### Отрывок
Нехватка наших самолетов и техническая уязвимость ракетных систем стали очевидны в первый день воздушных атак. На нижних палубах «Интрепида» экипаж много болтал об недостатках и проблемах противовоздушной обороны корабля. Хотя мы никогда не были знакомы с техническими деталями, мы знали, что в нашей обороны были дыры. Выглядело так, как будто у аргентинцев осталось много самолетов и довольно много из них собиралось добраться до места нашей якорной стоянки. Они также получили кое-какую непреднамеренную помощь с неожиданной стороны, в виде Би-Би-Си. Многие из аргентинских бомб не взорвались при ударе о борт корабля, поскольку их взрыватели были неверно установлены для атак с бреющего полета. Когда Всемирная служба Би-Би-Си сообщила об этой ошибке, противник принял это к сведению и внес в свои бомбы необходимые коррективы, что привело нас в неописуемое бешенство, когда мы об этом услышали.
Во время воздушных налетов эскадрон укрывался на танковой палубе «Интрепида», где мы собирались вместе с остальной командой, которая не была задействована в управлении кораблем во время атаки. Некоторые из молодых матросов были явно напуганы, но они были просто мальчишками, и благодаря своей подготовке и тому, что случилось с их товарищами на других кораблях, таких как «Шеффилд» и «Ардент», знали последствия попадания лучше чем мы. Я думаю, если бы мы лучше информированы, мы бы тоже обделались. Реальность нашего тяжелого положения стала очевидной утром 24 мая, когда мы увидели, как фрегат «Антилопа» развалился и затонул.
Фрегат «Тип 21» был накануне поражен двумя бомбами, которые не взорвались при попадании, и его отвели в Сан-Карлос-Уотер», поставив на якорь в нескольких сотнях метрах от нашей кормы. Позже, в тот же день, одна из аргентинских 1000-фунтовых бомб, застрявших в корпусе, взорвалась при попытке ее обезвредить, что вызвало детонацию боеприпасов в погребах. Взрывы на борту корабля продолжались всю ночь и к утру его надстройка превратилась в искореженную дымящуюся массу расплавленной стали. Мы с Бинси сидели и наблюдали за гибнущим кораблем через большую открытую аппарель в доке «Интрепида», когда нос и корма фрегата поднялись над водой, словно в прощальном салюте, прежде чем скрыться из виду под волнами в облаке шипящего пара и дыма.

### Задание 1
Перепишите часть отрывка о воздушных налетах, начиная со слов «Во время воздушных» и заканчивая словами «развалился и затонул.». В этом фрагменте замените «Антилопа» на «Ковентри».
### Задание 2
Продолжите отрывок о воздушных налетах на якорную стоянку «Интрепида», начав сразу после его последнего предложения.

### Исходные данные
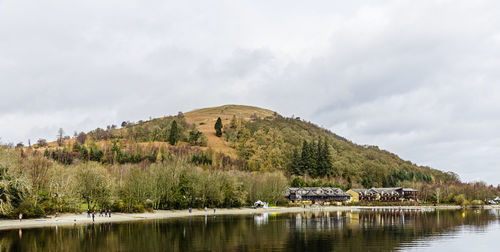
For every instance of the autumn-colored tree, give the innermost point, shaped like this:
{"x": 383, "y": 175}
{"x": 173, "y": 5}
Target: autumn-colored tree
{"x": 218, "y": 127}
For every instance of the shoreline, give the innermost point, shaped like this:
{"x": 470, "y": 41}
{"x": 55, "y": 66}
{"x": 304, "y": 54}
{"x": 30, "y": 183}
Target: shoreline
{"x": 79, "y": 219}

### Ответ 1
Во время воздушных налетов эскадрон укрывался на танковой палубе «Интрепида», где мы собирались вместе с остальной командой, которая не была задействована в управлении кораблем во время атаки. Некоторые из молодых матросов были явно напуганы, но они были просто мальчишками, и благодаря своей подготовке и тому, что случилось с их товарищами на других кораблях, таких как «Шеффилд» и «Ардент», знали последствия попадания лучше чем мы. Я думаю, если бы мы лучше информированы, мы бы тоже обделались. Реальность нашего тяжелого положения стала очевидной утром 24 мая, когда мы увидели, как фрегат «Ковентри» развалился и затонул.

### Ответ 2
- Черт возьми, ты только посмотри на это, - тихо сказал Бинси.
- Это могли быть и мы, - ответил я, потрясенный видом сломанного хребта тонущего корабля.
Мы были уязвимы: принимали это и просто ждали. Наблюдая за последними мгновениями жизни «Антилопы», мы еще больше отчаянно желали выбраться на берег. Я подумал о несчастных душах, погибших вместе с ним. На мгновение, я задумался, как они встретили свою судьбу. Это навело меня на мысль о «Си Кинге». Я попытался выкинуть эту мысль из головы.
Когда на самом деле поступили приказы о нашей следующей задаче, я не был полностью уверен, что мне понравилось то, что нам сказали. Гора Кент, высотой 1500 футов является одной из самых высоких вершин Фолклендских островов. Расположенная всего в 10 милях к западу от Стенли, она также является доминирующей высотой среди гряды небольших холмов, окружающих столицу острова. Его топография и расположение сделали ее тем, что военные называют «жизненно важной местностью», поскольку та сторона, которая удерживала его, имела бы заметное преимущество в предстоящих боях за Порт-Стэнли. Когда разведывательные патрули из эскадрона «G» сообщили, что гора Кент не защищается аргентинцами, Майк Роуз увидел в этом возможность.
Как командир полка, Роуз внес определенный вклад в стратегическое планирование сухопутной кампании по возвращению островов. Он также был близок с бригадным генералом Джулианом Томпсоном, который, как командир 3-й бригады коммандос, был старшим офицером сухопутных сил, находившихся в то время на месте действия. Эти двое людей вместе служили в Северной Ирландии, и относились друг к другу с уважением и любовью. Майк Роуз выступал за то, чтобы войска были посланы вперед, для захвата горы Кент, пока она еще не занята противником, утверждая, что это дает ключ для взлома возможностей аргентинцев по обороне Стэнли, тем более, что она обеспечит идеальную артиллерийскую позицию, с которой гарнизон противника и аэродром Стэнли будет в зоне досягаемости британских полевых 105-мм орудий. Томпсон поддержал эту идею, но у него были более неотложные приоритеты в создании тылового обеспечения на плацдарме в Сан-Карлос, прежде чем он сможет начать выдвигать вперед свои пехотные части и артиллерию. Компромисс, на котором сошлись эти двое, заключался в том, что эскадрон «D» должен будет направлен для контроля над объектом и удерживать его до тех пор, пока не будут посланы более крупные силы.
Стратегическая необходимость горы Кент не была для меня очевидна, когда Седрик отдавал эскадрону ряд приказов в одном из отсеков рядом с танковой палубой «Интрепида» во второй половине дня 24 мая.
- Командир сказал, что нам нужно выдвигаться к горе Кент.
Босс указал местоположение объекта на карте.
- Мы должны провести партизанские операции против аргентинского гарнизона в районе Порт-Стэнли. Командир также надеется, что это привлечет в этот район 3-ю бригаду коммандос и приведет к началу сухопутной кампании.
У меня были на этот счет некоторые сомнения. Выглядело так, будто мы летели на 40 миль вперед от нашего фронта, чтобы организовать пикеты вокруг Стэнли. Было также упомянуто о создании базы на высоте, с которой можно было бы проводить рейды против аргентинских объектов в окрестностях.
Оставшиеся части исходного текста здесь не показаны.